> TASK REQUIREMENTS: Among the entries below, determine how many lines contain the word "corrugated" and state only that figure.

> Referring expression pointing data:

════════════════════

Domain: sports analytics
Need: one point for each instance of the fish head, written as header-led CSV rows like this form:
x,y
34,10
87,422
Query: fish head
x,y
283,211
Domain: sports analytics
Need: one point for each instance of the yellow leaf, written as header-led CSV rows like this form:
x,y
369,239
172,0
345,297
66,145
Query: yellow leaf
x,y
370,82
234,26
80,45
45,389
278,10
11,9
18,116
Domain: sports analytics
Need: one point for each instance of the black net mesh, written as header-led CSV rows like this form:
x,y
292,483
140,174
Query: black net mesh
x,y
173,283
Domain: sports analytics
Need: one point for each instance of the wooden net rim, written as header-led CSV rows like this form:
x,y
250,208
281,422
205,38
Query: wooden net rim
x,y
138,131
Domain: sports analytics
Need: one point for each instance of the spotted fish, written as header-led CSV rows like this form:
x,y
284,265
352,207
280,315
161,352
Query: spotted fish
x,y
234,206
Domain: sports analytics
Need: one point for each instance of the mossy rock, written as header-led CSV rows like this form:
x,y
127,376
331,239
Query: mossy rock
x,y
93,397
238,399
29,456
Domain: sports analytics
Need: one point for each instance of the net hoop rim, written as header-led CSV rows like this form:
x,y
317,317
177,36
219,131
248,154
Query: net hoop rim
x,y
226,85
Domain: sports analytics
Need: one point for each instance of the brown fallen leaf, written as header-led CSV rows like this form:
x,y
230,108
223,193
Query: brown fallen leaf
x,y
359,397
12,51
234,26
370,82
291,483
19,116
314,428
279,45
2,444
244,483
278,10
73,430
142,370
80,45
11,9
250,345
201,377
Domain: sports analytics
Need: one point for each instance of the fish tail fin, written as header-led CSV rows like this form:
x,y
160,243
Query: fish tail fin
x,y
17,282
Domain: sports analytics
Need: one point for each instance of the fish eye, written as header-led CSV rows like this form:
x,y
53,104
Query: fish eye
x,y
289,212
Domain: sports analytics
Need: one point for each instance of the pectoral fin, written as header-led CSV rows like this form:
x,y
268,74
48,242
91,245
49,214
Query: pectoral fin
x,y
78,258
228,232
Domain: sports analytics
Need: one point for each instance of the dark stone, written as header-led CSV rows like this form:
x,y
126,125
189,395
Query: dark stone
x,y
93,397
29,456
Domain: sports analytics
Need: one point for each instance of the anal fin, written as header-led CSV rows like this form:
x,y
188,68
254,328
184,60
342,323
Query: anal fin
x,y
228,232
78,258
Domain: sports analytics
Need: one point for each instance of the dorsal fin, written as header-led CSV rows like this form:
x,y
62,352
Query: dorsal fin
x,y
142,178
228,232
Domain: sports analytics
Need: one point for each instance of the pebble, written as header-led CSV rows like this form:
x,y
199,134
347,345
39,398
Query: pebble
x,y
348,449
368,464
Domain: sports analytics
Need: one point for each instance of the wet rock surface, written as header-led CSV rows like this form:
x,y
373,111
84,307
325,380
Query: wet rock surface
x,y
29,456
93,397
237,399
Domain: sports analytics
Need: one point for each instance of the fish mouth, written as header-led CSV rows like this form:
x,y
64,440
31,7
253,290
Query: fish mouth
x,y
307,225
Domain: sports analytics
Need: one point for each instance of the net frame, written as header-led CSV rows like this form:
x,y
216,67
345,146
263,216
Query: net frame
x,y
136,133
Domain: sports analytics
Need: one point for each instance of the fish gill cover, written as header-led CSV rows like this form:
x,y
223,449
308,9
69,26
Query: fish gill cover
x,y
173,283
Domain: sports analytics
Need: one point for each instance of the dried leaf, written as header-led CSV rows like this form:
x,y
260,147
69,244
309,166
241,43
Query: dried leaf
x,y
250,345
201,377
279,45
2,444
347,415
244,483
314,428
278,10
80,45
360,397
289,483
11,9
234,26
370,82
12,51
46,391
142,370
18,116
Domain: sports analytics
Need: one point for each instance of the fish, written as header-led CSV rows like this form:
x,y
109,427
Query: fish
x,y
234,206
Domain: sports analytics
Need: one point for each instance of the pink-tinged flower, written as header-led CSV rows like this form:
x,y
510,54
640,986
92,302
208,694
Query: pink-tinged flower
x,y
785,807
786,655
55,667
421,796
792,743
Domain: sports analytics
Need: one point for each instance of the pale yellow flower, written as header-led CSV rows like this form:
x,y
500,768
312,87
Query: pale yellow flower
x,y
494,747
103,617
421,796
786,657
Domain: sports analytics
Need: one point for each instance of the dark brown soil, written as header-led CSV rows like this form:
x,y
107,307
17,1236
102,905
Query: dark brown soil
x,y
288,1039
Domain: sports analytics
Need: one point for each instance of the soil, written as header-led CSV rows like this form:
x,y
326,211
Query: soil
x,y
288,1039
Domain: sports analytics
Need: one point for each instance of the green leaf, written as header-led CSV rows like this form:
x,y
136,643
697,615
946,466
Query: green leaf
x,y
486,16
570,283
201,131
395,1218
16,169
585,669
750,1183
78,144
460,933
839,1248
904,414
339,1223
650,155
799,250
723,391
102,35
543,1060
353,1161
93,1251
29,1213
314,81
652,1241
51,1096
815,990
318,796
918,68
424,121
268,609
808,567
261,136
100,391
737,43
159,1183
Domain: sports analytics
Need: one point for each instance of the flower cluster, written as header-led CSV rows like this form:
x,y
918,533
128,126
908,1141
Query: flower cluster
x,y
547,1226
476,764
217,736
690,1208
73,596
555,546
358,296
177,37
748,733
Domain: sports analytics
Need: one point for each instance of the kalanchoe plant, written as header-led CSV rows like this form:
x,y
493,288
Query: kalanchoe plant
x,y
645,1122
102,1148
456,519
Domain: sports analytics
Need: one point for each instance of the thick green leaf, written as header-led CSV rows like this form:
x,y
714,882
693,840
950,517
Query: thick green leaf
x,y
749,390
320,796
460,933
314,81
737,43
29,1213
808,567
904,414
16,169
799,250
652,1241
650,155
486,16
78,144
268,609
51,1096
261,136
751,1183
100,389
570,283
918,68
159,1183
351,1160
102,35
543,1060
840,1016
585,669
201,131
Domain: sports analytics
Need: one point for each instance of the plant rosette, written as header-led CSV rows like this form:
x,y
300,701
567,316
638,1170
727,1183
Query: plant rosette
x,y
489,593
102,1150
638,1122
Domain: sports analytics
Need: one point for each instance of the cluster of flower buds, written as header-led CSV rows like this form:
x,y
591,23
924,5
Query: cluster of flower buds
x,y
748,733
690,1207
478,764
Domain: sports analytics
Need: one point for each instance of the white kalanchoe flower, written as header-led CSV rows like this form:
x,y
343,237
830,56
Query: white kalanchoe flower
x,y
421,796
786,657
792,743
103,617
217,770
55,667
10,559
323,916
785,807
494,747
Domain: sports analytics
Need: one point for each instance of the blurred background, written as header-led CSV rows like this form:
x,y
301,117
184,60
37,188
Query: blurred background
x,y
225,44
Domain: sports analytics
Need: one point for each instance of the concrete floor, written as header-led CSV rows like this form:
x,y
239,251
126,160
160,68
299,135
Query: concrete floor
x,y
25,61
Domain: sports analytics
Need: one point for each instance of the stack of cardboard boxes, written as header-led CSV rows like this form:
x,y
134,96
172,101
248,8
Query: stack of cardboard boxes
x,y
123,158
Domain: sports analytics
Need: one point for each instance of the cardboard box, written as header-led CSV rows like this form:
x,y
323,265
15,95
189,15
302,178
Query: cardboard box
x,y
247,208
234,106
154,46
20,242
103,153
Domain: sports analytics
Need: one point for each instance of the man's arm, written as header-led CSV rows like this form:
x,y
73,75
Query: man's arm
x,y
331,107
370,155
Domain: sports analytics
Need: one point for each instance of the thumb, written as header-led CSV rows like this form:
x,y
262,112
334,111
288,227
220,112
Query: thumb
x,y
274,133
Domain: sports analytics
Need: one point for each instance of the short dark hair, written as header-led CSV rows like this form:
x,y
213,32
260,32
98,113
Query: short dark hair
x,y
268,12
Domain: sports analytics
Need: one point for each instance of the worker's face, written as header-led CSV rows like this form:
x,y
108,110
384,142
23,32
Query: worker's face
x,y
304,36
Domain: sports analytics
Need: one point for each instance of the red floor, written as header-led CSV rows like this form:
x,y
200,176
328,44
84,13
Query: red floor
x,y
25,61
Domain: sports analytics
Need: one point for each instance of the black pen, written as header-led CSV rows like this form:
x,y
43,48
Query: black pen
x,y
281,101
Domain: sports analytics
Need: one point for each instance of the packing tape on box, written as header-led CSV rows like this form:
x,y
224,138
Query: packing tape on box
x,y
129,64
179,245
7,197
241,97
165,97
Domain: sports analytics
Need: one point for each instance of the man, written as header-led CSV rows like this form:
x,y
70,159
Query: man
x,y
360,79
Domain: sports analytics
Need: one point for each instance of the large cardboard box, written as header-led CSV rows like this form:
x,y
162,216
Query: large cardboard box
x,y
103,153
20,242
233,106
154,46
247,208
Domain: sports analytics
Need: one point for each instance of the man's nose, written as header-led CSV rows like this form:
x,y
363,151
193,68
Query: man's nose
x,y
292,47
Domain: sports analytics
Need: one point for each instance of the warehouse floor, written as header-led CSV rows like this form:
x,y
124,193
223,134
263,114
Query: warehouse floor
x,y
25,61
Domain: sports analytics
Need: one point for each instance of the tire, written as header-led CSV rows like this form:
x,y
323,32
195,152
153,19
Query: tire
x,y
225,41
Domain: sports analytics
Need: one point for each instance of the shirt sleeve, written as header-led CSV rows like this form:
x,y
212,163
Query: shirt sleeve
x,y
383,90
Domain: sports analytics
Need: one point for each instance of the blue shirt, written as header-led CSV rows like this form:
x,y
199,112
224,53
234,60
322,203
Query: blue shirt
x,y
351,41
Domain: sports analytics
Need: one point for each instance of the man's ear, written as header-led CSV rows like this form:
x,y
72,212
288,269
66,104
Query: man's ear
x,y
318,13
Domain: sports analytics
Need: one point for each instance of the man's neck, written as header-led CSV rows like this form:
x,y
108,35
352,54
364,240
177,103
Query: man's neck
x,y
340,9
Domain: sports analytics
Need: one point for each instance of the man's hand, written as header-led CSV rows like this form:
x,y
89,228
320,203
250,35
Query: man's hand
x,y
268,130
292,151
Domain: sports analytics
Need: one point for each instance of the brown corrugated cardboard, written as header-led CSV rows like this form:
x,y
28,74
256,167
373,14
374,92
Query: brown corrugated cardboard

════════════════════

> ANSWER SPACE: 2